Text excerpt
--*--
Traveling through Africa in the last few days, I have been amazed by the vitality I have witnessed: business startups investing in the future, new infrastructure under construction, and a growing middle class. Many Africans are now making a better living and fewer are suffering from poverty. My current host, Uganda, for example, has more than halved its absolute poverty rate to about 35 percent from close to 90 percent in 1990.

But we have also seen a flip side. Poverty, of course, but inequality as well remain stubbornly high in most developing countries, including in Africa, and too often success is not shared by all. 

We have learned, both from working with our member countries, and from our research, that sharing the fruits of growth—what we call inclusion—is key to achieving sustainable economic growth. All segments of society should feel that they have an opportunity to make a better life for themselves.

Our new staff analysis, released today, uncovers the various channels through which critical reforms that promote growth (such as those in agriculture, the financial sector, and public investment) can sometimes widen inequality in lower-income countries. The study also illustrates how additional measures can mitigate such growth and equality trade-offs.

The bottom line is this: First, pro-growth policies can be truly inclusive only if policies are designed with careful attention to the details of who gains and who loses. Second, well-targeted measures can ensure that everyone gains from essential economic reforms—and help further strengthen the case for pursuing reforms.

A look at who gains and loses

Lifting growth and reducing inequality is especially hard in countries where workers cannot relocate easily and there are big productivity differences between services, industry, and agriculture. A large informal economy, poor infrastructure and lack of financial services make the task even more difficult. Yet, in many of the IMF’s poorest member countries, this is often the case.

In sub-Saharan Africa, for example, it is more than twice as expensive to move from rural to urban areas than it is in China. Only a third of sub-Saharan African households have electricity, compared to 85 percent in the rest of the world. And in low-income countries, only about 20 percent of the adult population has a bank account, compared to more than 80 percent in the rest of the world.

Such barriers get in the way of successful and equitable reforms. Infrastructure development and financial sector reforms are examples.

More, and more efficient, spending on roads, airports, power grids and education help an economy grow more productive and make it easier for people to relocate from farms to cities. But infrastructure investment can also increase inequality if some sectors of the economy become more competitive than others, particularly if labor mobility is limited.

The case is similar for financial sector reforms. On the positive side, these reforms could make it cheaper to borrow, thereby stimulating private investment and boosting growth. But unless financial reforms are deep enough, they may not help poorer segments of the population obtain access to credit and financial services.
--*--
Dataset rows
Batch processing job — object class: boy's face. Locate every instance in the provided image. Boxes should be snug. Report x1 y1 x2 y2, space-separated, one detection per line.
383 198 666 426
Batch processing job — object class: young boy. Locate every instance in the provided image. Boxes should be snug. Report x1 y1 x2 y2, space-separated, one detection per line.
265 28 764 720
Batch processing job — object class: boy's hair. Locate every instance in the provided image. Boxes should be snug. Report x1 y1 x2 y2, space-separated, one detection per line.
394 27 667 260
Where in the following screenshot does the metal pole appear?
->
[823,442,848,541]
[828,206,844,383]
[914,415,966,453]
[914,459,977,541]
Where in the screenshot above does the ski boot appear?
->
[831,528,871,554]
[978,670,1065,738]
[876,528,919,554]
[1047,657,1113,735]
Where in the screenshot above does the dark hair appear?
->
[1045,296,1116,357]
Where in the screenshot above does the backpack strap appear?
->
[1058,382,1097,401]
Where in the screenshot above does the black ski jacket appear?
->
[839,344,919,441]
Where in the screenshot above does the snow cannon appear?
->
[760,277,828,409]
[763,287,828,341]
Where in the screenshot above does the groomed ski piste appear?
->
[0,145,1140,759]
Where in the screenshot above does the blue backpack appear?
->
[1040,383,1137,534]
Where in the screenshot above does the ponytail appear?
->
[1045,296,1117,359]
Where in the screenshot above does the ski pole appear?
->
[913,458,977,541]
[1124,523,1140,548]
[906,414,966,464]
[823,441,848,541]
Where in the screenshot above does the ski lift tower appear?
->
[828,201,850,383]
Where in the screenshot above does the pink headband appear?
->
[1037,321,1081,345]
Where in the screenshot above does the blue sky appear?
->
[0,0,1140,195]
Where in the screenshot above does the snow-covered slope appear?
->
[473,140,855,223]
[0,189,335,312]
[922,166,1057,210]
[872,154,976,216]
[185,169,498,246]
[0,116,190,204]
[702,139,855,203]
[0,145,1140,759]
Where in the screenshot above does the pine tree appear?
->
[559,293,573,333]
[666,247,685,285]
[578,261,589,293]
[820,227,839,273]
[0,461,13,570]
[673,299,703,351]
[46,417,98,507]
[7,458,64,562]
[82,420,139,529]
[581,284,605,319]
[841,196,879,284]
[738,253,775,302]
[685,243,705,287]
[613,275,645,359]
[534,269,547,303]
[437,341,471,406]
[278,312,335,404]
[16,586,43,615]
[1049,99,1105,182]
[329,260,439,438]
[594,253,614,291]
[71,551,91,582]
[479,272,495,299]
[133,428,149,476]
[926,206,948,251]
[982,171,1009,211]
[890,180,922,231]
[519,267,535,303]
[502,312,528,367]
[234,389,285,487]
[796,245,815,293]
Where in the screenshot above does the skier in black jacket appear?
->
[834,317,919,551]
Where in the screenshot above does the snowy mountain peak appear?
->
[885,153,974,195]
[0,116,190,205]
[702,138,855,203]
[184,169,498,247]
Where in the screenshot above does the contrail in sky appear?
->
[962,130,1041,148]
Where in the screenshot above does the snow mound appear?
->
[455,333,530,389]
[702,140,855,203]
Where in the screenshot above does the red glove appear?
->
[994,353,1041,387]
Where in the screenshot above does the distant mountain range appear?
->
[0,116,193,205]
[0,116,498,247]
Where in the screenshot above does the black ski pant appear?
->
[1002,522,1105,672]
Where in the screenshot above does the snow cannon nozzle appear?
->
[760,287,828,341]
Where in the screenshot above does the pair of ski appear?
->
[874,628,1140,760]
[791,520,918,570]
--*--
Set of tasks
1. Reproduce the passage on inclusive growth from "Such barriers get" through "mobility is limited.".
2. Please write out the lines of the records from the one containing "Where in the screenshot above does the snow cannon appear?" through the one containing "[1045,296,1117,359]", including both.
The passage on inclusive growth and the records come from unrelated sources.

Results of the exercise
1.
Such barriers get in the way of successful and equitable reforms. Infrastructure development and financial sector reforms are examples.

More, and more efficient, spending on roads, airports, power grids and education help an economy grow more productive and make it easier for people to relocate from farms to cities. But infrastructure investment can also increase inequality if some sectors of the economy become more competitive than others, particularly if labor mobility is limited.

2.
Where in the screenshot above does the snow cannon appear?
->
[760,277,828,409]
[763,287,828,341]
Where in the screenshot above does the groomed ski piste appear?
->
[0,145,1140,759]
Where in the screenshot above does the blue backpack appear?
->
[1040,383,1137,534]
Where in the screenshot above does the ponytail appear?
->
[1045,296,1117,359]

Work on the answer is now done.